▶ EXERCISE BRIEF
All entries must be extracted exactly, with nothing added or dropped.

▶ EXTRACTED ENTRIES
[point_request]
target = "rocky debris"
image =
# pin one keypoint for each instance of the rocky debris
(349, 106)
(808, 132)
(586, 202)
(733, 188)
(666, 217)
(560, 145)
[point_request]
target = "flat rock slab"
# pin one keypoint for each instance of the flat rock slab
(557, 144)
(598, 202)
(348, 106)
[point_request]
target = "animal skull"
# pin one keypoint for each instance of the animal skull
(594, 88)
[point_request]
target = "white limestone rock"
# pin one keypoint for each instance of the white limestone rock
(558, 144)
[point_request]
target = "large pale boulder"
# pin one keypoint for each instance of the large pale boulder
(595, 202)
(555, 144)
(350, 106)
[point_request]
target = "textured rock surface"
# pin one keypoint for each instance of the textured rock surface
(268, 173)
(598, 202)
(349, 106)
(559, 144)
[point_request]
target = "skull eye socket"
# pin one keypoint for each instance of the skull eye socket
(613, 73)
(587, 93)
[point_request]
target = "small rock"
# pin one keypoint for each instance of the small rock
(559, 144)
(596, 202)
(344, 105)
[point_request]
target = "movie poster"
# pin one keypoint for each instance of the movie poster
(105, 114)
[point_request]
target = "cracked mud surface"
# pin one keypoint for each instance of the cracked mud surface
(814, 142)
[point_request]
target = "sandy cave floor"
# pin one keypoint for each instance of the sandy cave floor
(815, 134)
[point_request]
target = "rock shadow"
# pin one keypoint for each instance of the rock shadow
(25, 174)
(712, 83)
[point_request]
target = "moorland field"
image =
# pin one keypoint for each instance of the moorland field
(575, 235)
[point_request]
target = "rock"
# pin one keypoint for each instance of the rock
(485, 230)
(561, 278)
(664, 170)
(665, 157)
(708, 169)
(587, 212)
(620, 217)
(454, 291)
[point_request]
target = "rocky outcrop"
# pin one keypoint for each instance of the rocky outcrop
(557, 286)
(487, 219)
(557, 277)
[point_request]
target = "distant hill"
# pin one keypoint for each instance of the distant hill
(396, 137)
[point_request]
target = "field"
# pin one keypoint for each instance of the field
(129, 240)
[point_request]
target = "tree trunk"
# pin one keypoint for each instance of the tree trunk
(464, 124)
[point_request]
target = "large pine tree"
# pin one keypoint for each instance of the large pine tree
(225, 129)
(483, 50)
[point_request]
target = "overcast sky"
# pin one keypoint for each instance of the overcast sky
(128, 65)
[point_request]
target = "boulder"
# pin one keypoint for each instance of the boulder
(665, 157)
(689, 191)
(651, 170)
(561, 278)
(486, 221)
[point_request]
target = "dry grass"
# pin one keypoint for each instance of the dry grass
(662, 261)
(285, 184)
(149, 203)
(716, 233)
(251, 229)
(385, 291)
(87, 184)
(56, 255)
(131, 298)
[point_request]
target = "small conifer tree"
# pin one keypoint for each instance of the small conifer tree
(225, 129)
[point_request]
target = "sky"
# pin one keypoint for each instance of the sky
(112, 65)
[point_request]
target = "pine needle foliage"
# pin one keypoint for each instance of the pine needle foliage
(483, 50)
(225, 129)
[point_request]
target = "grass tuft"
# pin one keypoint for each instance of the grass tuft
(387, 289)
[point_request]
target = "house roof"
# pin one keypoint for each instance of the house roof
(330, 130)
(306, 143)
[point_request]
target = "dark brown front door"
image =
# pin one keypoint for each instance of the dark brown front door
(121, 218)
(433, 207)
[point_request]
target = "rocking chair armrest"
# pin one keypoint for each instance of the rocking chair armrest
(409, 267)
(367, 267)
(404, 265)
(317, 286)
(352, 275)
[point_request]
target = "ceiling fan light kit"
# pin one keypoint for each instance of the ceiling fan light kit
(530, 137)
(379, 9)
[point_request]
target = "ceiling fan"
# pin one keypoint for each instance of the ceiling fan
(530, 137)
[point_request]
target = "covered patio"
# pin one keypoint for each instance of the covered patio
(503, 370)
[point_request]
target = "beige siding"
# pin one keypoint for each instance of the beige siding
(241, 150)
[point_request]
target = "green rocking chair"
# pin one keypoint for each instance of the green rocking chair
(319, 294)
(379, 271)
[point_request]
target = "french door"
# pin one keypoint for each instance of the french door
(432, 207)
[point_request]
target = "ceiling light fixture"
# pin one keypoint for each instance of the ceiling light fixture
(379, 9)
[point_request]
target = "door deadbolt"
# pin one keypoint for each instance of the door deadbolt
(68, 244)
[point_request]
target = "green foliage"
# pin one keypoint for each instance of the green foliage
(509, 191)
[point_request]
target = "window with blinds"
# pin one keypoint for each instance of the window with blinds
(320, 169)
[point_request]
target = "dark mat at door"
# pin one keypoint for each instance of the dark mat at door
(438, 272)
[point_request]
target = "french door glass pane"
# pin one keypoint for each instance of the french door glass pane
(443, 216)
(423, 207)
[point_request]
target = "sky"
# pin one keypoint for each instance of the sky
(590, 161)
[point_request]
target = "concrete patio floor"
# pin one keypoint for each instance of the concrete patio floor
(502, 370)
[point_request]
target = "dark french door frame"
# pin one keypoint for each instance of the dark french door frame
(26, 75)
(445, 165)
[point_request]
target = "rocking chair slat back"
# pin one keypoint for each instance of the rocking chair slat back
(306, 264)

▶ RESULT OF THE EXERCISE
[point_request]
target = "rocky debris"
image =
# pin one keypoint for each instance of the rocky debris
(349, 106)
(808, 132)
(586, 202)
(733, 188)
(666, 217)
(560, 145)
[point_request]
target = "flat rock slab"
# pin one keypoint for each instance of the flat rock slab
(557, 144)
(598, 202)
(348, 106)
[point_request]
target = "animal skull"
# pin one keypoint for each instance of the animal skull
(594, 88)
[point_request]
target = "white limestone rock"
# pin one keypoint for each instance of the white limestone rock
(558, 144)
[point_request]
target = "large pale boulder"
# pin one keypoint for each instance of the large pale boulder
(595, 202)
(555, 144)
(350, 106)
[point_request]
target = "textured rock surface"
# pin one keypoint for each instance of the textured rock surface
(268, 173)
(598, 202)
(349, 106)
(559, 144)
[point_request]
target = "skull eye socket"
# pin one keypoint for each instance of the skull eye socket
(613, 73)
(587, 93)
[point_request]
target = "small rock"
# pin one keypoint for each instance of the small rock
(559, 144)
(596, 202)
(344, 105)
[point_request]
target = "movie poster"
# pin one keypoint for each instance of the movie poster
(105, 114)
[point_request]
target = "cracked mud surface"
# pin one keypoint for each instance of the cracked mud surface
(814, 142)
[point_request]
target = "sandy cave floor"
# pin one keypoint for each instance of the sandy cave floor
(815, 134)
[point_request]
target = "rock shadow"
# pin one keypoint for each instance of the rock shadow
(25, 174)
(712, 83)
[point_request]
target = "moorland field"
image =
# pin one keypoint for each instance of the moorland field
(575, 235)
[point_request]
target = "rock"
# pin one keypoint for each instance of the rock
(485, 230)
(561, 278)
(664, 170)
(665, 157)
(708, 169)
(587, 212)
(620, 217)
(454, 291)
[point_request]
target = "rocky outcrop"
# pin one keypoint for each instance of the rocky outcrop
(557, 286)
(487, 219)
(557, 277)
[point_request]
target = "distant hill"
# pin one keypoint for each instance of the distant hill
(396, 137)
[point_request]
target = "field"
# pin one keypoint for each instance of the field
(129, 240)
[point_request]
target = "tree trunk"
# pin one keypoint for each instance of the tree trunk
(464, 124)
[point_request]
target = "large pine tree"
# pin one keypoint for each instance of the large pine tree
(225, 129)
(483, 50)
[point_request]
target = "overcast sky"
# pin one keypoint for each instance of the overcast sky
(128, 65)
[point_request]
target = "boulder"
# pin one keypoint for each instance of the boulder
(665, 157)
(689, 191)
(651, 170)
(561, 278)
(486, 221)
[point_request]
target = "dry grass"
# pin one keypoint for each instance of the dry grass
(662, 261)
(285, 184)
(149, 203)
(716, 233)
(251, 229)
(385, 291)
(87, 184)
(56, 255)
(131, 298)
[point_request]
target = "small conifer tree"
# pin one keypoint for each instance of the small conifer tree
(225, 129)
[point_request]
target = "sky"
# pin one keypoint for each instance of the sky
(112, 65)
[point_request]
target = "pine needle foliage"
# pin one keypoint for each instance of the pine needle foliage
(483, 50)
(225, 129)
[point_request]
target = "grass tuft"
# pin one keypoint for each instance of the grass tuft
(387, 289)
[point_request]
target = "house roof"
# pin one keypoint for each instance of the house roof
(330, 130)
(306, 143)
[point_request]
target = "dark brown front door"
image =
# pin one keypoint for each instance of the dark brown front door
(121, 218)
(433, 207)
[point_request]
target = "rocking chair armrest"
# pin one keypoint for each instance of the rocking chair armrest
(409, 267)
(367, 267)
(404, 265)
(317, 286)
(352, 275)
[point_request]
target = "ceiling fan light kit"
# pin one keypoint for each instance of the ceiling fan light kit
(530, 137)
(379, 9)
[point_request]
target = "ceiling fan"
# pin one keypoint for each instance of the ceiling fan
(530, 137)
[point_request]
target = "covered patio"
# pin one keypoint for each instance of the covered patio
(503, 370)
[point_request]
target = "beige siding"
# pin one keypoint for each instance of the beige siding
(241, 150)
[point_request]
target = "green rocking chair"
# pin one keypoint for each instance of the green rocking chair
(319, 294)
(379, 271)
[point_request]
target = "french door"
# pin one keypoint for each instance of the french door
(432, 207)
[point_request]
target = "ceiling light fixture"
# pin one keypoint for each instance of the ceiling light fixture
(379, 9)
[point_request]
target = "door deadbolt"
# pin one keypoint for each instance of the door deadbolt
(68, 244)
[point_request]
target = "green foliage"
# pin one keypoint for each instance of the green foliage
(509, 191)
[point_request]
target = "window with blinds"
# pin one keypoint for each instance of the window with blinds
(320, 169)
[point_request]
target = "dark mat at door"
# pin one keypoint for each instance of the dark mat at door
(438, 272)
[point_request]
target = "french door glass pane"
# pin one keypoint for each instance of the french door glass pane
(443, 216)
(423, 207)
[point_request]
target = "sky"
# pin one keypoint for each instance of the sky
(590, 161)
[point_request]
target = "concrete patio floor"
# pin one keypoint for each instance of the concrete patio floor
(502, 370)
[point_request]
target = "dark french door frame"
# pin one keypoint for each instance of the dark french door frame
(26, 75)
(445, 165)
[point_request]
target = "rocking chair slat back"
# pin one keypoint for each instance of the rocking chair slat back
(306, 264)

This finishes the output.